**Page excerpt:**

If the 380 mi (440 Km?) is the present case, it could have
done to enable more energetic efforts to do debuggings from
here while we wait til '93, the scheduled repair mission.
When the thread (as in CIRCIS.TXT) moved to S3/Shuttle
Observation? (where the 670 Km altitude was offered us), and
further discussion held on that premise) there were also
offered some good reasons that the Hubble would not have
been meant to to operate at such low orbits.

/SPLIT

SP7

#: --------- S7/Extraterrestrials?
   ---------  --------
Sb: -------CIRCLES.txt
Fm: Robert Sabaroff 71251,2445
To: Robert Sabaroff 71251,2445

[Continued]

If the Hubble were meant to operate at even 600 mi., it
would be close enough to the highest penetration of the
ionosphere to make radio-telescopy unreliable at best.  The
97 minute period would also require a much larger propulsion
and power reserve given the short exposure to a number of
essential guide stars.  Likewise, target position fixing
becomes more precise at longer periods of orbit.  One of the
early conjectural problems voiced in the original Hubble
proposals included the difficulty of obtaining enough
portion of the (then) 68,000 lb. Shuttle payload weight with
enough maneuvering system to give a long shelf life.  When
the mission rules after Challenger were reduced to 48,000
lbs. this became a major problem.

**Provided information:**
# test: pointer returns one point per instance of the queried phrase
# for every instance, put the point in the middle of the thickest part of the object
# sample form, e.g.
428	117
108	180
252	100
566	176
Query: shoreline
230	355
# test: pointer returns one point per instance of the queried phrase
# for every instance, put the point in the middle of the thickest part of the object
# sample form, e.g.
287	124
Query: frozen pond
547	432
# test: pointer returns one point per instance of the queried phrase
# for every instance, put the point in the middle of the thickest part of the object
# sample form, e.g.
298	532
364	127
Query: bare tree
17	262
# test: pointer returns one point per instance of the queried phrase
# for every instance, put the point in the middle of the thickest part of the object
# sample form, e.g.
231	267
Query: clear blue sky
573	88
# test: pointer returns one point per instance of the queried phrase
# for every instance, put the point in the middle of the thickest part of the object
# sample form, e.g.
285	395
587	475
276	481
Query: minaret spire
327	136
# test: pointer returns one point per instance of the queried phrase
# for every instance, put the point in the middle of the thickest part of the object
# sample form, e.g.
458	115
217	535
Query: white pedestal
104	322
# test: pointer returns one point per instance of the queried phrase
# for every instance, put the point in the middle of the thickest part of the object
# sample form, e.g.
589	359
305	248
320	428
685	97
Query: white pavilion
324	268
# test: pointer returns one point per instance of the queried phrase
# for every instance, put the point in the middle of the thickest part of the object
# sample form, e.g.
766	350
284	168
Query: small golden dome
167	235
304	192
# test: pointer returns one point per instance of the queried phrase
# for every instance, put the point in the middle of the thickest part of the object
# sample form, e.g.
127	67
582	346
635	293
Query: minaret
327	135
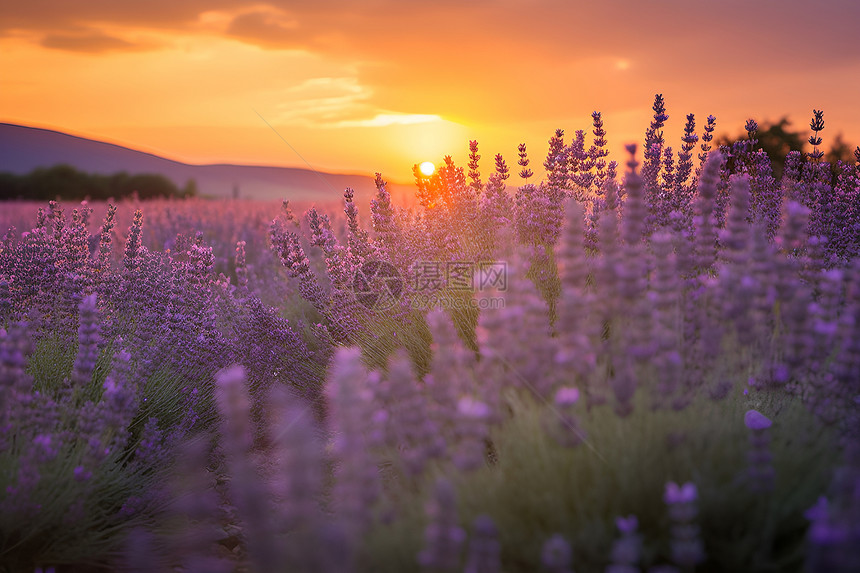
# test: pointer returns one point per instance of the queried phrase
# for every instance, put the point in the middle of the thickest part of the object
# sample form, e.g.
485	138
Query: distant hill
23	149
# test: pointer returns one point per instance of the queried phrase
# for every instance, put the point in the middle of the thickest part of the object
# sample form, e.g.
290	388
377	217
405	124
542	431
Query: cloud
266	29
388	119
88	42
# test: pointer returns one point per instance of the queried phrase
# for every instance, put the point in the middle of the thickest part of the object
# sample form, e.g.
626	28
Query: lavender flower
687	547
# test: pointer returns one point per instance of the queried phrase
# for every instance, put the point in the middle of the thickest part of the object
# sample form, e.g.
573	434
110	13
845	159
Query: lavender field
651	365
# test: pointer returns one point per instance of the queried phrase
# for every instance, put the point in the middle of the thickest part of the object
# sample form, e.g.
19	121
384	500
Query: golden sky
378	85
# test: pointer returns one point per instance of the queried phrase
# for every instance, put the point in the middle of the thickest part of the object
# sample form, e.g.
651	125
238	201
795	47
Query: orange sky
379	85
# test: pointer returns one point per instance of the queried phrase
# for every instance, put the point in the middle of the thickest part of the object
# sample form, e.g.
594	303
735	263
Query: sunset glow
363	90
427	168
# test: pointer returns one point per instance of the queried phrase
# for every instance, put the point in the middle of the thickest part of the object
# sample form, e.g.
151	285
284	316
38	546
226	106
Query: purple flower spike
755	420
566	397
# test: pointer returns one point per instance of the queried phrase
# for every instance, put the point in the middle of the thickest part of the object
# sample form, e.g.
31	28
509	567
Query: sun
427	168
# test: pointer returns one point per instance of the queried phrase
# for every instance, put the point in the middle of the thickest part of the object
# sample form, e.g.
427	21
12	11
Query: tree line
67	183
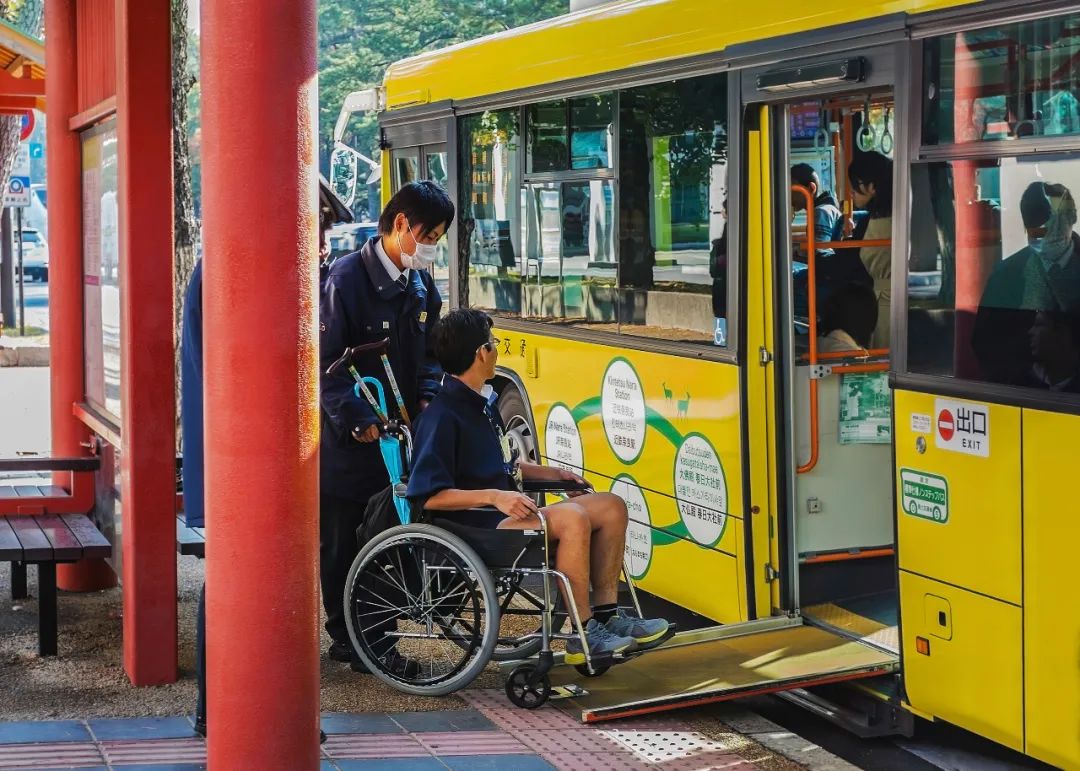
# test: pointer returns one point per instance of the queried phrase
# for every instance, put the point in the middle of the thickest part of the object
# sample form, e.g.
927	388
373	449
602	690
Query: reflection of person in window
718	268
871	177
1044	275
1055	352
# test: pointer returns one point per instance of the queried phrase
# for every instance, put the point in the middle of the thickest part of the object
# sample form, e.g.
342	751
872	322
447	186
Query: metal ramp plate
718	670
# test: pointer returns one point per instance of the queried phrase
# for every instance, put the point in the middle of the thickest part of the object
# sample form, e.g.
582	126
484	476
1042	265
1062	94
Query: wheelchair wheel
421	610
523	694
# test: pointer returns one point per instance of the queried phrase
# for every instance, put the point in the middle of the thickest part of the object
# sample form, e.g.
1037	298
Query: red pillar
65	268
148	473
259	327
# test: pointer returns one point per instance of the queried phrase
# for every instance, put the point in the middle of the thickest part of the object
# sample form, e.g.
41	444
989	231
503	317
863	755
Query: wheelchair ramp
694	670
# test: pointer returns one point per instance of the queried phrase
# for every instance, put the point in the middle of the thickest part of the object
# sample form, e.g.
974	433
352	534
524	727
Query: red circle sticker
946	427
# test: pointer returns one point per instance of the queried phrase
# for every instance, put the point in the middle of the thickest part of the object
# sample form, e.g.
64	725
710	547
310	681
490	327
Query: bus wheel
518	425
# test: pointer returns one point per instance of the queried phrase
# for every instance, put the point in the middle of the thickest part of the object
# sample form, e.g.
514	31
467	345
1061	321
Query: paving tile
392	765
497	762
163	767
44	756
374	745
471	743
160	752
448	720
597	761
582	740
131	729
31	731
347	722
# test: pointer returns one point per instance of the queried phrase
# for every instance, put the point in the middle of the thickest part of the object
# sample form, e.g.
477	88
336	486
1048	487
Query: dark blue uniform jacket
361	305
457	447
191	408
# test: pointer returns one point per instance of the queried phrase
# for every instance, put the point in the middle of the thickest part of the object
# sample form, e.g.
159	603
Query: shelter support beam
261	381
148	487
65	268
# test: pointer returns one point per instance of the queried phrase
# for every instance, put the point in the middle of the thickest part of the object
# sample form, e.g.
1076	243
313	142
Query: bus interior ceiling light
844	71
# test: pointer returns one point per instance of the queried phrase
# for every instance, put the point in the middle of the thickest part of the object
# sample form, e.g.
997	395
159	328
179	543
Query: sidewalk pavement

**Your objective:** According to the Hubble excerpt, why would operating the telescope at 600 mi make radio-telescopy unreliable? Answer in one to three sentences. These entries have no connection to the Hubble excerpt.

**Expected answer:** At 600 mi the Hubble would be close to the highest penetration of the ionosphere. That would make radio-telescopy unreliable at best.